### TASK OBJECTIVE
Rewrite only the stretch of items from the one containing "the blue jeans" through the end of the items, requests included. Shift every coordinate in the answers by -48.

═══ THE INPUT ═══

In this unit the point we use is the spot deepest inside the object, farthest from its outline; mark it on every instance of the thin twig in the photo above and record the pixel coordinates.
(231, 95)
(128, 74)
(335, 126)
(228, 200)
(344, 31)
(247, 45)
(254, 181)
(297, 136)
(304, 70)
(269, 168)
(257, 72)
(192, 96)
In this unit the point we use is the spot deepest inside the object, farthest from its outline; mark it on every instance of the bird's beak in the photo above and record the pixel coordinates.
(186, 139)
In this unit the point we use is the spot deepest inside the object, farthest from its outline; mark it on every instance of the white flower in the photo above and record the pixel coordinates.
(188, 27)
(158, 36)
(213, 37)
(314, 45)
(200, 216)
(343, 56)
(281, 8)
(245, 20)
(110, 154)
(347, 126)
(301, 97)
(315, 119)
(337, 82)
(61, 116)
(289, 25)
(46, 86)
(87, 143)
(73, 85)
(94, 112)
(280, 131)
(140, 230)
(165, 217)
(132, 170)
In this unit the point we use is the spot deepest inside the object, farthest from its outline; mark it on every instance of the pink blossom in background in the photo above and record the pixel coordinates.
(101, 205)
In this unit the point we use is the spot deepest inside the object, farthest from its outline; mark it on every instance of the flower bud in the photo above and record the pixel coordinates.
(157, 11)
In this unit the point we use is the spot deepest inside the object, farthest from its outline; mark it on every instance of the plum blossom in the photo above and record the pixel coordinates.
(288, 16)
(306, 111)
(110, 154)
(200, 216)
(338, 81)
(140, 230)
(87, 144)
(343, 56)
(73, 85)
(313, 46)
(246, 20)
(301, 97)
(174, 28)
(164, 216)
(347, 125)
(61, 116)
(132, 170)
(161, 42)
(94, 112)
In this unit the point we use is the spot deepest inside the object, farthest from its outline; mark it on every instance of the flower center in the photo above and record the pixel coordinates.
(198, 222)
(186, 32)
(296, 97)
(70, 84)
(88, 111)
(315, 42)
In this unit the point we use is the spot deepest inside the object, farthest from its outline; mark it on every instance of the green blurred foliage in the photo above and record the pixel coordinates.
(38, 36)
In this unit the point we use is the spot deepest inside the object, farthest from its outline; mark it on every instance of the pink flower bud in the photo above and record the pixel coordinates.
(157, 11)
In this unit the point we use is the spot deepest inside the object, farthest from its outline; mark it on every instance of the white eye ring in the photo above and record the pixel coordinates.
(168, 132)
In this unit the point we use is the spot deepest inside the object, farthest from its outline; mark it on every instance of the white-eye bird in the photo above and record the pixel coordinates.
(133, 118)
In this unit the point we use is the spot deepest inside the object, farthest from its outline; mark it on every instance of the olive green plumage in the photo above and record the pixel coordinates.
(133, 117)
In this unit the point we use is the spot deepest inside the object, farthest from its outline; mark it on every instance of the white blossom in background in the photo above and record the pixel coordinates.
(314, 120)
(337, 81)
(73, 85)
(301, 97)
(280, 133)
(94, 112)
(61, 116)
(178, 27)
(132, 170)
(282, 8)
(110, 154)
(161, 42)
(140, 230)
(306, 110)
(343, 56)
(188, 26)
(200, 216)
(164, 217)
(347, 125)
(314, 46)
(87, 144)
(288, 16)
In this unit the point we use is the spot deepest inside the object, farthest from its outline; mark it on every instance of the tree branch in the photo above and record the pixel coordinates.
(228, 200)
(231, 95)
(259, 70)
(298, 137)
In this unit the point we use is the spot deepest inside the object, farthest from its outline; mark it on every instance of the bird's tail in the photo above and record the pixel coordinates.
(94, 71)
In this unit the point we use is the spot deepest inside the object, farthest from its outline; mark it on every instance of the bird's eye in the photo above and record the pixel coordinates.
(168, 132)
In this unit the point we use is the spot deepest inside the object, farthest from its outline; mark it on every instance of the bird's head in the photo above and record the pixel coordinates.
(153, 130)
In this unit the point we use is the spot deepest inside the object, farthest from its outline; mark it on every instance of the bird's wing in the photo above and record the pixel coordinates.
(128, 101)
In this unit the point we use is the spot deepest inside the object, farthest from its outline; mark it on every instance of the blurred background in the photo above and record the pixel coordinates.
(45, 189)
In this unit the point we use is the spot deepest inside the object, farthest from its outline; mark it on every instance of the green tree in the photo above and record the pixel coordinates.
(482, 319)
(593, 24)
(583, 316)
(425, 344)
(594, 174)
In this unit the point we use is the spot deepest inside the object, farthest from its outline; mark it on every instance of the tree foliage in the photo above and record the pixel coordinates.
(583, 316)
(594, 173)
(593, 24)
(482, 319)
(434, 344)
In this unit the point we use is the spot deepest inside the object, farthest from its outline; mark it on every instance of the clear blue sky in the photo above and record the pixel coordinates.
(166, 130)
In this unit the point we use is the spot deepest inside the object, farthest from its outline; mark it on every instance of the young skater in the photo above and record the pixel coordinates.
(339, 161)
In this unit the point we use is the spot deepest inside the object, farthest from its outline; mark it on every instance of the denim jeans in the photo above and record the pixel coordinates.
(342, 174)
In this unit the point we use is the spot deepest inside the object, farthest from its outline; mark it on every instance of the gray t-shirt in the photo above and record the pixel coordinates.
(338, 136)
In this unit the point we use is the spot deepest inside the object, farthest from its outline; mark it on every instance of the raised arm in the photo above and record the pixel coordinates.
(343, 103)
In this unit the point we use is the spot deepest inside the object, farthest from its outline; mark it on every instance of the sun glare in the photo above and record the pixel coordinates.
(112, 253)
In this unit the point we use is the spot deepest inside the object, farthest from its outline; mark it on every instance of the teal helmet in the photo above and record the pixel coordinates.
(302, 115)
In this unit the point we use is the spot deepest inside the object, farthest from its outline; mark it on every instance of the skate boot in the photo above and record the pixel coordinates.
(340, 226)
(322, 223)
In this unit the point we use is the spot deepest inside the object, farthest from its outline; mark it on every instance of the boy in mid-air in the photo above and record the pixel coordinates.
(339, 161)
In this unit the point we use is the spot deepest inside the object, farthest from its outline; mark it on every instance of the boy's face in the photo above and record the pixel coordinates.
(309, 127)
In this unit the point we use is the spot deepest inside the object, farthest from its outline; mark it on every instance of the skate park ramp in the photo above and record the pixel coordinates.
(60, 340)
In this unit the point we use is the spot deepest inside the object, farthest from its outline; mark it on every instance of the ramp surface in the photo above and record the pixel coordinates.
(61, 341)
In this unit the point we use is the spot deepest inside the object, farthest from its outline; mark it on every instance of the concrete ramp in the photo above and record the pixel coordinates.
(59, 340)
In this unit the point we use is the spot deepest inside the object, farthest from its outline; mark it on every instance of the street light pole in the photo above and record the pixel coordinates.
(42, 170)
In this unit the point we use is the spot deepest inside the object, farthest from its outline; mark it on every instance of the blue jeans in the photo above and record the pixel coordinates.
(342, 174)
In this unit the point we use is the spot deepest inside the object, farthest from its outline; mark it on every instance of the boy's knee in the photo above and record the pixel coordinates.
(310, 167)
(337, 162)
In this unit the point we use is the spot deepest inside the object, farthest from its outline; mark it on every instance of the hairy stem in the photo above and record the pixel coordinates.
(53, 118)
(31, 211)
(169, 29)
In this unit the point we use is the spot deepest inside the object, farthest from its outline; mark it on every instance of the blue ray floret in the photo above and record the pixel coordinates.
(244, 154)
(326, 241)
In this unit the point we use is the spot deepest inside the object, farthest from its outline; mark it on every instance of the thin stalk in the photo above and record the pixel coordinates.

═══

### COMPLETED EXERCISE
In this unit the point we use is the spot deepest inside the object, farthest from its outline; mark it on every instance of the blue jeans in the photo above and record the pixel coordinates.
(294, 126)
In this unit the point we use is the spot deepest inside the object, farthest from its outline; mark it on every instance of the boy's knee in the photo above and record the pixel coordinates.
(262, 119)
(289, 114)
In this unit the point we use is the spot deepest inside the object, farthest from its outline; mark it on every instance of the hairy stem in the photo above and record the pixel coordinates.
(5, 70)
(-17, 163)
(121, -19)
In this unit the point we use is the spot deepest inside the object, farthest from its outline; mark it on every instance of the blue ray floret in the photo above and record the pixel coordinates.
(196, 106)
(278, 193)
In this unit the point we use is the spot deepest inside the object, farthest from its outline; mark it on every instance of the thin stalk in the photo above and record the pixel coordinates.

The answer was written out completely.